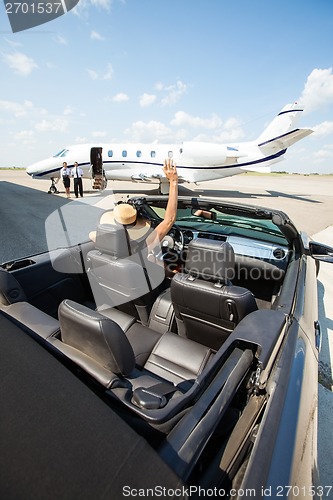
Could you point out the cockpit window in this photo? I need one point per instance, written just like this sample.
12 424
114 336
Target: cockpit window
61 153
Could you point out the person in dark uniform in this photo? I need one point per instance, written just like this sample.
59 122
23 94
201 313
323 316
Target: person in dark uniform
65 175
77 174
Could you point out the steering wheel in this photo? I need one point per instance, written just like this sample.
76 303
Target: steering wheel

++++

Lay out everything in the listing above, from the line containing "Could you point out the person" down through its last line, as a numbered list. Leave out blank lines.

**Solution for this problem:**
1. Could you point out the person in dark uniform in this photo? I need one point per instance, written just like this sample.
2. 59 122
3. 23 94
4. 201 313
5. 323 316
6. Target: person in dark uniform
7. 65 175
8. 77 174
9. Could you point out the steering wheel in this photo? I need one point per instance, written just like this sample.
10. 76 303
11. Target: steering wheel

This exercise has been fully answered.